======== Raw data ========
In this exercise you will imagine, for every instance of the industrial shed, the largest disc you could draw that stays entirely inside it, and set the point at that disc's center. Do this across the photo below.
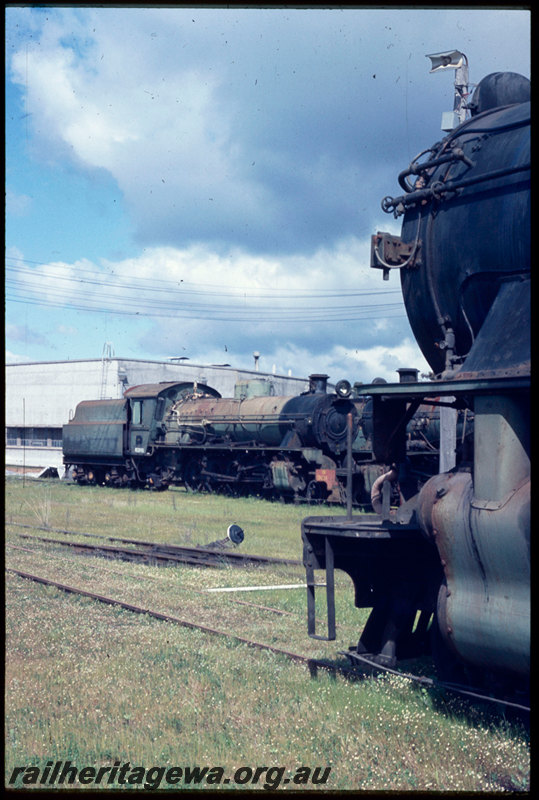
(42, 397)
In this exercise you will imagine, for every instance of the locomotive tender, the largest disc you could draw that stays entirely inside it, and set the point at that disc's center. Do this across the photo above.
(448, 573)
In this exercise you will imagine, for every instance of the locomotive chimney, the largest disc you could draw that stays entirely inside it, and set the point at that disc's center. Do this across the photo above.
(318, 384)
(408, 375)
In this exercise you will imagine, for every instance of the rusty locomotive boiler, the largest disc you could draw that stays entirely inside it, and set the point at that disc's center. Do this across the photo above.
(448, 572)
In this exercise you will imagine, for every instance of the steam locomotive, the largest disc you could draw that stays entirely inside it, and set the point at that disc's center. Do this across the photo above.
(186, 433)
(448, 572)
(294, 448)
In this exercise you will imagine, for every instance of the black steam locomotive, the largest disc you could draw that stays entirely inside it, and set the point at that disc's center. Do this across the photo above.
(187, 434)
(448, 572)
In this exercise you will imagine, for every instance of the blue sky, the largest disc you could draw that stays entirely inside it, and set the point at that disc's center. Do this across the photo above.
(204, 182)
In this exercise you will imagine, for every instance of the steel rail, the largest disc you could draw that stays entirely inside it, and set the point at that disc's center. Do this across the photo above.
(196, 554)
(313, 664)
(258, 606)
(163, 554)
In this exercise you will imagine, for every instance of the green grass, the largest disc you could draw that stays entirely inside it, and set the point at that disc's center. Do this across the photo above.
(93, 684)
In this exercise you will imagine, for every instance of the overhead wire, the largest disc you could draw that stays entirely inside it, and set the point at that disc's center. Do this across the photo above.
(140, 296)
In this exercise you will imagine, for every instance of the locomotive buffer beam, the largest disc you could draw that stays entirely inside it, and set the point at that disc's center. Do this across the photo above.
(387, 562)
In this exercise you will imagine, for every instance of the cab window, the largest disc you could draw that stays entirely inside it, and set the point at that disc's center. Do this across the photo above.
(136, 418)
(159, 408)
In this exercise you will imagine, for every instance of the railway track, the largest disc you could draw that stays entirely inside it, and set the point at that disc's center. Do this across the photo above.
(312, 663)
(356, 670)
(158, 552)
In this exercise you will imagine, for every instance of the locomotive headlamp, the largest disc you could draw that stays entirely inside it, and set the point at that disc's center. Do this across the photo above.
(343, 388)
(235, 534)
(453, 59)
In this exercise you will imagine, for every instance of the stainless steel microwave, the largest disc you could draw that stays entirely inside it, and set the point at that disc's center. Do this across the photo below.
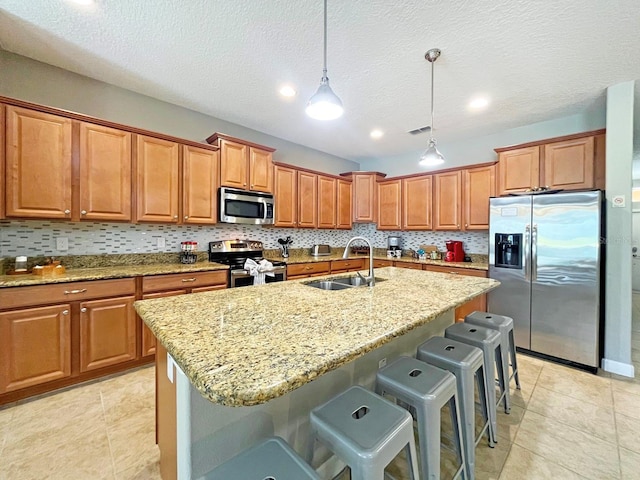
(239, 206)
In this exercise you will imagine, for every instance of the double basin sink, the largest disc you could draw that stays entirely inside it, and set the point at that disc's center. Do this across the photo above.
(340, 283)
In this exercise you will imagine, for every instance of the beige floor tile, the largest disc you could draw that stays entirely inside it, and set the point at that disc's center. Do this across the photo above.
(571, 448)
(629, 464)
(626, 403)
(583, 386)
(522, 464)
(593, 419)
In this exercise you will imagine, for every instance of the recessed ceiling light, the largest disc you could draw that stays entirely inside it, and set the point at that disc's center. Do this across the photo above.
(288, 91)
(479, 103)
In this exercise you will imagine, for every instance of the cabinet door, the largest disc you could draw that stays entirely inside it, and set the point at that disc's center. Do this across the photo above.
(199, 185)
(38, 164)
(569, 164)
(260, 170)
(105, 173)
(286, 197)
(148, 338)
(326, 202)
(343, 209)
(447, 201)
(390, 205)
(107, 332)
(233, 164)
(417, 195)
(364, 198)
(35, 346)
(479, 185)
(157, 180)
(307, 200)
(518, 170)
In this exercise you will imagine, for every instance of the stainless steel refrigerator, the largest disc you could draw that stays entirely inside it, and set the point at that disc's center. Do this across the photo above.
(546, 249)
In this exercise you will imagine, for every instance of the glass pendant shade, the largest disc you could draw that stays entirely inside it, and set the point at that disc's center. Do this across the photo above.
(324, 104)
(431, 157)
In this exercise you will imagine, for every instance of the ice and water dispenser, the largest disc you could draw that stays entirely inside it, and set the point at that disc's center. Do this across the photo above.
(508, 250)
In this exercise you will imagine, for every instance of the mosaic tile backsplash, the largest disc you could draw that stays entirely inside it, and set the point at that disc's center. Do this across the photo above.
(33, 237)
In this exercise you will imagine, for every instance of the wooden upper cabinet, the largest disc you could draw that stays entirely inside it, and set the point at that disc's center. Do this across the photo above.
(157, 180)
(199, 185)
(38, 164)
(447, 200)
(343, 209)
(518, 170)
(35, 346)
(105, 173)
(569, 164)
(307, 200)
(326, 202)
(260, 170)
(417, 195)
(285, 197)
(479, 186)
(390, 205)
(107, 332)
(233, 164)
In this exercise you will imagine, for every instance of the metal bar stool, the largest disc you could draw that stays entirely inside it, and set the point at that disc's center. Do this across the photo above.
(467, 364)
(505, 326)
(272, 459)
(365, 431)
(427, 389)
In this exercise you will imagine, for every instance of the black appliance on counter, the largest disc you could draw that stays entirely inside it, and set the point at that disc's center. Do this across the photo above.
(235, 253)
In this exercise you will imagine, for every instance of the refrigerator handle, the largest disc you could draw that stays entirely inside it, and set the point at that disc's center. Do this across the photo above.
(534, 253)
(525, 261)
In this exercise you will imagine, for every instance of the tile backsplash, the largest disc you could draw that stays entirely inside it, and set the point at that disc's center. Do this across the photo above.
(34, 237)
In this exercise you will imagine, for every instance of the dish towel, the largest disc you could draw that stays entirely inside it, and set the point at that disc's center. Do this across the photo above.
(259, 270)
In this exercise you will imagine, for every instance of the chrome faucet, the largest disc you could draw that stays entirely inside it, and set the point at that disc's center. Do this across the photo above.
(371, 281)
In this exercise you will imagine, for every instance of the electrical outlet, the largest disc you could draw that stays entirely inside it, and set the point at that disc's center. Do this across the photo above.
(62, 244)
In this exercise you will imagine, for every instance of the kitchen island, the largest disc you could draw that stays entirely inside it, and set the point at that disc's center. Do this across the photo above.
(278, 350)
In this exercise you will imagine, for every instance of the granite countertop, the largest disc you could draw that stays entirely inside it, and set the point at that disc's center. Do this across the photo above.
(102, 273)
(246, 346)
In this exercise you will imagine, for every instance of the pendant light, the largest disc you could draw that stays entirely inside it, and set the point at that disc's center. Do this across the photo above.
(431, 157)
(324, 105)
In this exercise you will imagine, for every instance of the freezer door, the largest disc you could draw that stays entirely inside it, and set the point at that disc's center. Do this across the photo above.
(565, 276)
(511, 216)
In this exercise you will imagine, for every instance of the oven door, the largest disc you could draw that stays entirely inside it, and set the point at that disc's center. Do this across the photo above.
(240, 278)
(237, 206)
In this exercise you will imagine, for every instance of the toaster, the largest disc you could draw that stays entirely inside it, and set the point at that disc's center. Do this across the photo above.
(320, 249)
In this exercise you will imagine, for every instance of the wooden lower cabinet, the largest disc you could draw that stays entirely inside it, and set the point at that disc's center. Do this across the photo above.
(35, 346)
(107, 332)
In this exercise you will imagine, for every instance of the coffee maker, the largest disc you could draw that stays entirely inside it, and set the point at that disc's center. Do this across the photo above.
(455, 252)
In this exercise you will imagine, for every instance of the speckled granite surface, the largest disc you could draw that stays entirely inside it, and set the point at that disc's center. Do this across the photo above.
(245, 346)
(101, 273)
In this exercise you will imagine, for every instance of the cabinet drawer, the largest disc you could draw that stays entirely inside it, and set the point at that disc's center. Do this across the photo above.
(346, 265)
(183, 280)
(308, 269)
(16, 297)
(457, 271)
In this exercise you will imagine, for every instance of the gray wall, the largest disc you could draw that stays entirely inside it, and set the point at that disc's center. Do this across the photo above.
(37, 82)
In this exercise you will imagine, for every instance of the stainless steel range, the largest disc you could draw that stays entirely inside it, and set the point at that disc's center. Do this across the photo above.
(235, 252)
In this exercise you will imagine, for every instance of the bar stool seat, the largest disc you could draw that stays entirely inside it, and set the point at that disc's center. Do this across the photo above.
(272, 459)
(427, 389)
(505, 326)
(365, 431)
(467, 364)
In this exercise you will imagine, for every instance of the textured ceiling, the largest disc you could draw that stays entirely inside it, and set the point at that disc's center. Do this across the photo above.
(535, 59)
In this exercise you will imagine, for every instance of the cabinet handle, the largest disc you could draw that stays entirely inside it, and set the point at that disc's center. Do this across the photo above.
(72, 292)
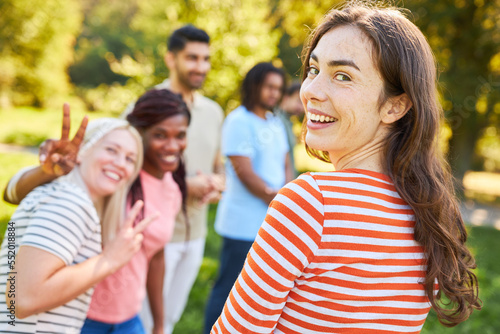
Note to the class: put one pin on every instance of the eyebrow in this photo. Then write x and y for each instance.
(339, 62)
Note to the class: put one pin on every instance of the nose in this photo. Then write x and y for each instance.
(203, 65)
(120, 161)
(171, 146)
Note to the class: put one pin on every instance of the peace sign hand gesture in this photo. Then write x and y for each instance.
(128, 240)
(59, 156)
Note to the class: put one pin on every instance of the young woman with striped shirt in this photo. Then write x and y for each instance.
(371, 247)
(51, 254)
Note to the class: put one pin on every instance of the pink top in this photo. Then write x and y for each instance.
(119, 296)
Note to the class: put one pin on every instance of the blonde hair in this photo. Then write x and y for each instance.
(111, 209)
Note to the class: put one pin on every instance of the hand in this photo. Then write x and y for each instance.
(58, 157)
(128, 241)
(218, 182)
(199, 185)
(157, 330)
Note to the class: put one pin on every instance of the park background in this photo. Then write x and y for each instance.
(101, 55)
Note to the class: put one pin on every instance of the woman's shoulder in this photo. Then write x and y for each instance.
(61, 194)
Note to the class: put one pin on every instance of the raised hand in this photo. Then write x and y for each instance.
(59, 156)
(128, 240)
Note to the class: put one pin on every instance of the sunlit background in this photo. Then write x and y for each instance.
(101, 55)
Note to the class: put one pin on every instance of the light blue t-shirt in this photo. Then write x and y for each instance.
(264, 141)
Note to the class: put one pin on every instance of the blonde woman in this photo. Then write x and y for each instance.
(51, 255)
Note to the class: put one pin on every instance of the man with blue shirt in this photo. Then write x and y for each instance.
(254, 142)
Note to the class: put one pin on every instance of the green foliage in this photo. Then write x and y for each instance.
(31, 126)
(36, 38)
(465, 37)
(123, 44)
(11, 163)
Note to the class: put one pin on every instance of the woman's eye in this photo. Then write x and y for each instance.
(342, 77)
(312, 71)
(158, 136)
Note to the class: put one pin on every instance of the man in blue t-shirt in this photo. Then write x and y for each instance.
(254, 142)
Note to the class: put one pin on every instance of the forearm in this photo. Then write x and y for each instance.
(58, 289)
(20, 185)
(154, 285)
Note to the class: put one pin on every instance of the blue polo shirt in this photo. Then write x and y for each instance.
(264, 141)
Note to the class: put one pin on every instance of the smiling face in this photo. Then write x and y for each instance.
(341, 95)
(190, 65)
(109, 164)
(164, 143)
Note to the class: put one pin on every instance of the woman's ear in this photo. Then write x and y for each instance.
(395, 108)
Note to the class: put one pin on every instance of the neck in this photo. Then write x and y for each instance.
(259, 111)
(177, 87)
(369, 157)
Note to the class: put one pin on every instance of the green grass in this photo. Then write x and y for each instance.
(30, 126)
(483, 241)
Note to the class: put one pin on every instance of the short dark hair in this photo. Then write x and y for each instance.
(151, 108)
(252, 84)
(180, 37)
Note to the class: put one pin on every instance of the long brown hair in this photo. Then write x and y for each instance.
(412, 157)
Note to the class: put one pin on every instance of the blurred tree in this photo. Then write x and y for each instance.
(37, 45)
(465, 37)
(124, 43)
(296, 19)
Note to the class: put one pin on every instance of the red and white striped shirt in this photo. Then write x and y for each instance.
(336, 254)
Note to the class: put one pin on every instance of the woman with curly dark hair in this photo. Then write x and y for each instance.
(372, 246)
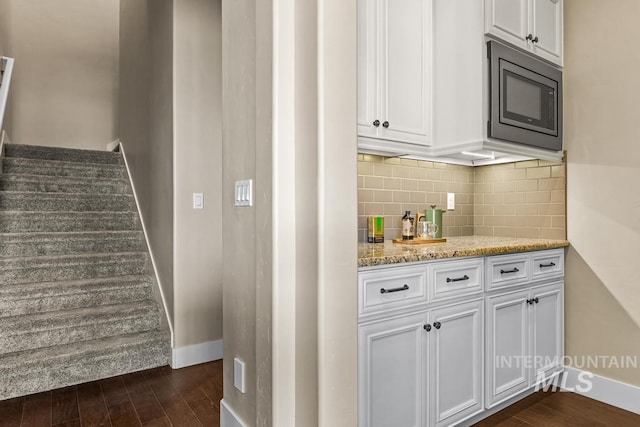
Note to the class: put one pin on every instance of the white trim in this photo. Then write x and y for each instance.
(113, 145)
(146, 239)
(195, 354)
(3, 136)
(612, 392)
(228, 418)
(4, 88)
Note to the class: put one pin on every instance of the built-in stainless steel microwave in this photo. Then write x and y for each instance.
(525, 99)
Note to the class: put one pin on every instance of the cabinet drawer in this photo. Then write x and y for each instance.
(547, 264)
(507, 270)
(391, 288)
(456, 278)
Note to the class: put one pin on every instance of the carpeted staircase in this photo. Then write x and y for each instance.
(76, 281)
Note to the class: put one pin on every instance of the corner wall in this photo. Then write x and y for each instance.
(198, 169)
(5, 27)
(601, 136)
(146, 122)
(65, 81)
(246, 235)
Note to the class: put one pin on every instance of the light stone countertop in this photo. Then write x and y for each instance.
(371, 254)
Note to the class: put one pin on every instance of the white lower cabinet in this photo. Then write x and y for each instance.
(392, 372)
(440, 342)
(455, 362)
(525, 344)
(422, 369)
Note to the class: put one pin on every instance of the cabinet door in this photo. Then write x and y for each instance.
(547, 331)
(391, 370)
(508, 20)
(455, 372)
(405, 76)
(546, 25)
(507, 363)
(368, 57)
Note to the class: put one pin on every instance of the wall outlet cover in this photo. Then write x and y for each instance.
(244, 193)
(198, 201)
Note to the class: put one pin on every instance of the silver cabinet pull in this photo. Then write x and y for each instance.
(388, 291)
(457, 279)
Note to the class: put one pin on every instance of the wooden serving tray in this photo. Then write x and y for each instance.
(419, 241)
========
**Problem to work on:** In the records above, return precisely the line containing "of the silver" and each line that comes after it, up to the final one.

**Worked solution:**
Note to the class: put one pin on every instance of the silver cabinet pull in this photo. Then write x and y for each instance.
(388, 291)
(457, 279)
Note to the class: put one pin on every instance of the wooden serving tray in this photo. Then write x and y for each instance.
(419, 241)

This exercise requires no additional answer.